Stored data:

* * * * * * *

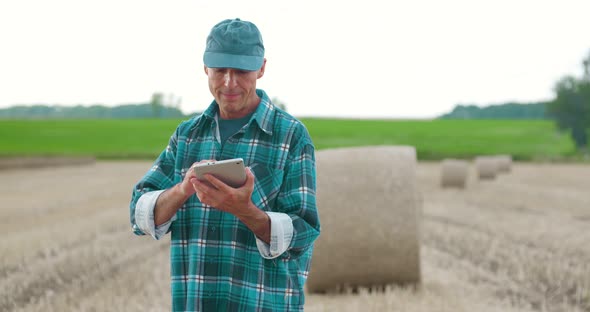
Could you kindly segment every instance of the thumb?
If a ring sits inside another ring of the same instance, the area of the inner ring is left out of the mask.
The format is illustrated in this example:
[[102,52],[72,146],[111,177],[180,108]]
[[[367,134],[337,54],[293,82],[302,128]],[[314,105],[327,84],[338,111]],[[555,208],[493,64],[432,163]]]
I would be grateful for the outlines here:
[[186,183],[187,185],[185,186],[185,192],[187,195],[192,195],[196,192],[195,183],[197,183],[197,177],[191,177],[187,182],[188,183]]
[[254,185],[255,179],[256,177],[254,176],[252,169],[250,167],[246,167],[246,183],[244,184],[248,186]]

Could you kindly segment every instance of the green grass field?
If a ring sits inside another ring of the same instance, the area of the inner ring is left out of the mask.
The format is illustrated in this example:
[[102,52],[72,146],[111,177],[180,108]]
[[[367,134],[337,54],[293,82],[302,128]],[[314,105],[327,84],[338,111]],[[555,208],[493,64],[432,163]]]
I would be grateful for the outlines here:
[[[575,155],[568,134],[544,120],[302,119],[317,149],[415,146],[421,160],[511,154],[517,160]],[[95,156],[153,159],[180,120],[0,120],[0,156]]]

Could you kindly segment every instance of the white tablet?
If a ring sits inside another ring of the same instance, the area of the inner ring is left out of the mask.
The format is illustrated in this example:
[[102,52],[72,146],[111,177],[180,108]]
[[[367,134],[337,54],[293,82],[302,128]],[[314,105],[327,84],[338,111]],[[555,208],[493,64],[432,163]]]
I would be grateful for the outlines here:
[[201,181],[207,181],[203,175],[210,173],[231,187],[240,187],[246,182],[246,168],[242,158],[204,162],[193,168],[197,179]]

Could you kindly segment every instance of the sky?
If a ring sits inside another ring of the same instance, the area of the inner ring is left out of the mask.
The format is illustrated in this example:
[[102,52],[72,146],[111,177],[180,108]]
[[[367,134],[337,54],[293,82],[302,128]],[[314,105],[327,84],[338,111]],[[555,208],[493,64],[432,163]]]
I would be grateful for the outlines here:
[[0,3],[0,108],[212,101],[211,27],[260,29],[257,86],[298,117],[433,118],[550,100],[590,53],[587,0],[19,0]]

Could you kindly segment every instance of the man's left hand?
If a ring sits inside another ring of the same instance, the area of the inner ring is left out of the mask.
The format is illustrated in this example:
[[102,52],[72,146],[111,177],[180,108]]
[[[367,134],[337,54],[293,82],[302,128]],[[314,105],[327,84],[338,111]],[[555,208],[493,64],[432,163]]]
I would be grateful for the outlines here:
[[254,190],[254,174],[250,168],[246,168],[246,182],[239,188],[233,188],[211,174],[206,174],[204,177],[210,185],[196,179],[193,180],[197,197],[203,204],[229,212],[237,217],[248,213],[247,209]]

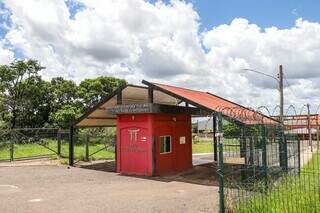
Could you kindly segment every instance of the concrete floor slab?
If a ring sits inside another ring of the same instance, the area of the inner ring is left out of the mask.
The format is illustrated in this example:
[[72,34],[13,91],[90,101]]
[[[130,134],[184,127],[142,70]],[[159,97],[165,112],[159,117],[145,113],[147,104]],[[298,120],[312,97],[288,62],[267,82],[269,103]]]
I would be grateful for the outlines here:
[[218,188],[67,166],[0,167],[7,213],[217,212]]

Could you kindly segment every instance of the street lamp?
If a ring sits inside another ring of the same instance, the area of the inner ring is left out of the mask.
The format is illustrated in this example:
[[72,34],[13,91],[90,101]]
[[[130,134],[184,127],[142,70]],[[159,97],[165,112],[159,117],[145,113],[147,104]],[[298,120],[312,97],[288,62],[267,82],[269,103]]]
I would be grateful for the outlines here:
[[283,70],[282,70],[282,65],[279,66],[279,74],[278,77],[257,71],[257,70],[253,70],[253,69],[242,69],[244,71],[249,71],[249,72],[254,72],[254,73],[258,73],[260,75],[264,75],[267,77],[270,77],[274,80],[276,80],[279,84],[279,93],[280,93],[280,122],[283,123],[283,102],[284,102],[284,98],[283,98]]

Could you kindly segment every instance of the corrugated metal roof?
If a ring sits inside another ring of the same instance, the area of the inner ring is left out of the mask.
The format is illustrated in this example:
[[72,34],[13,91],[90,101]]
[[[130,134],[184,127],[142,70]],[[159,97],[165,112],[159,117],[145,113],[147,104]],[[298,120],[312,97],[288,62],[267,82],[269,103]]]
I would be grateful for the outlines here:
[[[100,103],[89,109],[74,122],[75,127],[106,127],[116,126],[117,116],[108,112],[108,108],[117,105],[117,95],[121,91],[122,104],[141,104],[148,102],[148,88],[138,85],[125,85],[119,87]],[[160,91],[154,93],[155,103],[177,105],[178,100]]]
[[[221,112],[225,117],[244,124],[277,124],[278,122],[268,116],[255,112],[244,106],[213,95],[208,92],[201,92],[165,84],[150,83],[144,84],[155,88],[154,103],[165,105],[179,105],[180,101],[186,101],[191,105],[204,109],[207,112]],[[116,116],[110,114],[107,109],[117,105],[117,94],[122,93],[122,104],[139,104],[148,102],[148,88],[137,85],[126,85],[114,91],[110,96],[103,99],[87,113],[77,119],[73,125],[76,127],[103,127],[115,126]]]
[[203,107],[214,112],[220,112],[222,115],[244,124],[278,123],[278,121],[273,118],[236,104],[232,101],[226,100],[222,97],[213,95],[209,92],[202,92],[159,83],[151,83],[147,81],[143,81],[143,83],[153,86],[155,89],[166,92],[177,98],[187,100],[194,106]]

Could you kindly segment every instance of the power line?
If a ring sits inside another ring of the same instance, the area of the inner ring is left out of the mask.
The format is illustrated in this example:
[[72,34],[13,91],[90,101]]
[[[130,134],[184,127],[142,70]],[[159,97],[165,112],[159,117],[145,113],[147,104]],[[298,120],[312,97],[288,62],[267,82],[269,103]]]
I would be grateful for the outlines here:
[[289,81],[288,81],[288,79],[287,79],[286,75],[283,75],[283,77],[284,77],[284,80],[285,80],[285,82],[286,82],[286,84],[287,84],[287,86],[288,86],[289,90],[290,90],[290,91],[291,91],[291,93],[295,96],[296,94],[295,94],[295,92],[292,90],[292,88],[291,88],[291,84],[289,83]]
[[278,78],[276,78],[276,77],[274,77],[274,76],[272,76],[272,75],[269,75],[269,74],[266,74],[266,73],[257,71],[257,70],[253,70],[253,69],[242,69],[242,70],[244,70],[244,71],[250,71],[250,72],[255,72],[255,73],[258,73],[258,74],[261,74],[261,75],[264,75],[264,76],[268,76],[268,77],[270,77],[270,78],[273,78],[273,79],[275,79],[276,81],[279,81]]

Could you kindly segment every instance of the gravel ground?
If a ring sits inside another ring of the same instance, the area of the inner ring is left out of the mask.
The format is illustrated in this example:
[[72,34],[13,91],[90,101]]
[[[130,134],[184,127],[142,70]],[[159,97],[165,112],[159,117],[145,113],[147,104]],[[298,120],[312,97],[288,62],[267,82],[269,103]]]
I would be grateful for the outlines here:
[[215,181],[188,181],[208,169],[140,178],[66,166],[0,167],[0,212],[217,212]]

* * * * * * *

Your task => Using the records above, output their complete text exactly, minus any images.

Result of the task =>
Could you kindly segment every instance of the thumb?
If a ring sits inside another ring of the same instance, the area of the inner ring is left out of the mask.
The format is illustrated in this example:
[[102,52],[72,146],[111,177],[180,108]]
[[[367,134],[337,54],[293,82],[302,128]],[[314,105],[327,84],[338,111]],[[555,208],[493,64],[432,163]]]
I would be grateful for the outlines here:
[[186,183],[187,185],[185,186],[185,192],[187,195],[192,195],[196,192],[195,183],[197,183],[197,177],[191,177],[187,182],[188,183]]
[[254,185],[255,179],[256,177],[254,176],[252,169],[250,167],[246,167],[246,183],[244,184],[248,186]]

Could you kindly segment every instance of the green grass field?
If a ring sits inside another ring of the same instance, the area of the inner ring is left out of the mask.
The format is illustrated in this example:
[[102,52],[72,146],[111,177],[180,108]]
[[[367,134],[337,54],[293,82],[302,128]],[[314,105],[327,84],[338,111]],[[555,208],[493,64],[432,163]]]
I would be grateful for the outlines here:
[[[575,155],[568,134],[544,120],[302,119],[317,149],[415,146],[421,160],[511,154],[517,160]],[[95,156],[153,159],[180,120],[0,120],[0,156]]]

Could you kindly segment every instance of the white tablet?
If a ring sits inside another ring of the same instance, the area of the inner ring is left out of the mask.
The format is illustrated in this example:
[[102,52],[72,146],[111,177],[180,108]]
[[[367,134],[337,54],[293,82],[302,128]],[[314,105],[327,84],[338,111]],[[555,208],[493,64],[432,163]]]
I would be grateful for the outlines here:
[[201,181],[207,181],[203,175],[210,173],[231,187],[240,187],[246,182],[246,168],[242,158],[204,162],[193,168],[197,179]]

Could you kindly segment every instance of the sky?
If a ring sits inside another ring of the same instance, the area of the inner ring is left out of the mask.
The format is illustrated in this example:
[[102,52],[72,146],[111,177],[180,108]]
[[[367,134],[337,54],[293,82],[302,128]],[[314,105],[327,84],[338,111]],[[555,208],[493,64],[432,163]]]
I would be grateful for the outlines here:
[[0,3],[0,108],[212,101],[211,27],[260,29],[257,86],[298,117],[433,118],[550,100],[590,53],[587,0],[19,0]]

Could you kindly segment every instance of the man's left hand?
If a ring sits inside another ring of the same instance, the area of the inner ring is left out of the mask.
The format is illustrated in this example:
[[102,52],[72,146],[111,177],[180,108]]
[[[367,134],[337,54],[293,82],[302,128]],[[314,105],[327,84],[338,111]],[[555,208],[493,64],[432,163]]]
I would be grateful for the outlines here:
[[254,190],[254,174],[250,168],[246,168],[246,182],[239,188],[233,188],[211,174],[206,174],[204,177],[210,185],[196,179],[193,180],[197,197],[203,204],[229,212],[237,217],[248,213],[247,209]]

Could you kindly segment every instance of the concrete floor slab?
If a ring sits inside another ring of the same instance, the area of the inner ring is left out of the mask.
The format is illustrated in this example:
[[72,34],[13,91],[90,101]]
[[[130,134],[184,127],[142,70]],[[159,97],[165,112],[159,117],[145,113],[147,104]],[[298,120],[312,97],[288,62],[267,82],[269,103]]]
I would be grateful for the outlines here:
[[218,188],[67,166],[0,167],[7,213],[217,212]]

Could you kindly segment every instance of the street lamp?
If a ring sits inside another ring of the same instance, the area of the inner ring is left out of the mask.
The format is illustrated in this example:
[[72,34],[13,91],[90,101]]
[[[130,134],[184,127],[142,70]],[[159,97],[165,112],[159,117],[145,113],[147,104]],[[298,120],[312,97],[288,62],[267,82],[269,103]]]
I would be grateful for the outlines here:
[[283,70],[282,70],[282,65],[279,66],[279,74],[278,77],[257,71],[257,70],[253,70],[253,69],[242,69],[244,71],[249,71],[249,72],[254,72],[254,73],[258,73],[260,75],[264,75],[267,77],[270,77],[274,80],[276,80],[279,84],[279,93],[280,93],[280,122],[283,123],[283,102],[284,102],[284,98],[283,98]]

Could you kindly segment every instance of the corrugated metal roof?
If a ring sits inside another ring of the same instance, the area of the inner ring is left out of the mask.
The format is illustrated in this example:
[[72,34],[13,91],[90,101]]
[[[130,134],[184,127],[142,70]],[[159,97],[165,112],[159,117],[145,113],[147,104]],[[298,120],[312,97],[288,62],[267,82],[269,103]]]
I would be grateful for the outlines here:
[[[100,103],[89,109],[74,122],[75,127],[106,127],[116,126],[117,116],[108,112],[108,108],[117,105],[117,95],[121,91],[122,104],[141,104],[148,102],[148,88],[138,85],[125,85],[119,87]],[[160,91],[154,93],[155,103],[177,105],[178,100]]]
[[[221,112],[225,117],[244,124],[277,124],[278,122],[268,116],[255,112],[244,106],[213,95],[208,92],[201,92],[165,84],[150,83],[144,84],[155,88],[154,103],[165,105],[179,105],[180,101],[186,101],[191,105],[204,109],[207,112]],[[116,116],[110,114],[107,109],[117,105],[117,94],[122,93],[122,104],[139,104],[148,102],[148,88],[137,85],[126,85],[114,91],[110,96],[103,99],[87,113],[77,119],[73,125],[76,127],[103,127],[115,126]]]
[[203,107],[214,112],[220,112],[222,115],[244,124],[278,123],[278,121],[273,118],[236,104],[232,101],[226,100],[222,97],[213,95],[209,92],[202,92],[159,83],[151,83],[147,81],[143,81],[143,83],[153,86],[155,89],[166,92],[177,98],[187,100],[194,106]]

Could you kindly segment every instance of the power line?
If a ring sits inside another ring of the same instance, the area of the inner ring is left out of the mask.
The format is illustrated in this example:
[[72,34],[13,91],[90,101]]
[[[130,134],[184,127],[142,70]],[[159,97],[165,112],[159,117],[145,113],[147,104]],[[298,120],[312,97],[288,62],[267,82],[269,103]]]
I would be grateful for the outlines here:
[[289,81],[288,81],[288,79],[287,79],[286,75],[283,75],[283,77],[284,77],[284,80],[285,80],[285,82],[286,82],[286,84],[287,84],[287,86],[288,86],[289,90],[290,90],[290,91],[291,91],[291,93],[295,96],[296,94],[295,94],[295,92],[292,90],[292,88],[291,88],[291,84],[289,83]]
[[278,78],[276,78],[276,77],[274,77],[274,76],[272,76],[272,75],[269,75],[269,74],[266,74],[266,73],[257,71],[257,70],[253,70],[253,69],[242,69],[242,70],[244,70],[244,71],[250,71],[250,72],[255,72],[255,73],[258,73],[258,74],[261,74],[261,75],[264,75],[264,76],[268,76],[268,77],[270,77],[270,78],[273,78],[273,79],[275,79],[276,81],[279,81]]

Could you kindly segment every instance of the gravel ground?
If a ring sits inside another ring of the same instance, the area of the inner ring is left out of the mask.
The format is illustrated in this example:
[[72,34],[13,91],[90,101]]
[[[130,134],[184,127],[142,70]],[[159,97],[165,112],[159,117],[145,113],[147,104]],[[298,120],[312,97],[288,62],[267,82],[269,103]]]
I would be grateful for the outlines here:
[[215,181],[188,181],[208,169],[140,178],[66,166],[0,167],[0,212],[217,212]]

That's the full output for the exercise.